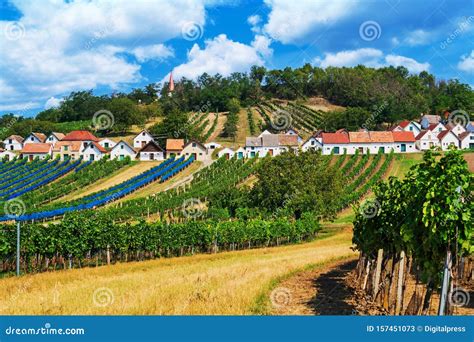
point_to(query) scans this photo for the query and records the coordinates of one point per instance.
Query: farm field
(223, 283)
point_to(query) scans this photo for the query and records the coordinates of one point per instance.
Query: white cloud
(19, 107)
(74, 45)
(412, 65)
(369, 57)
(418, 37)
(290, 21)
(156, 51)
(220, 55)
(52, 102)
(467, 63)
(262, 45)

- - -

Work item »
Produce an exact copy of each line of data, skipping embedded images.

Task response »
point_to(query) scans this photo for the query and records the coordinates of one point per instance.
Query: farm field
(223, 283)
point_to(query) scans this photo for the query and records the coordinates of one point per instance.
Query: white cloud
(19, 107)
(74, 45)
(412, 65)
(369, 57)
(418, 37)
(290, 21)
(156, 51)
(220, 55)
(52, 102)
(467, 63)
(262, 45)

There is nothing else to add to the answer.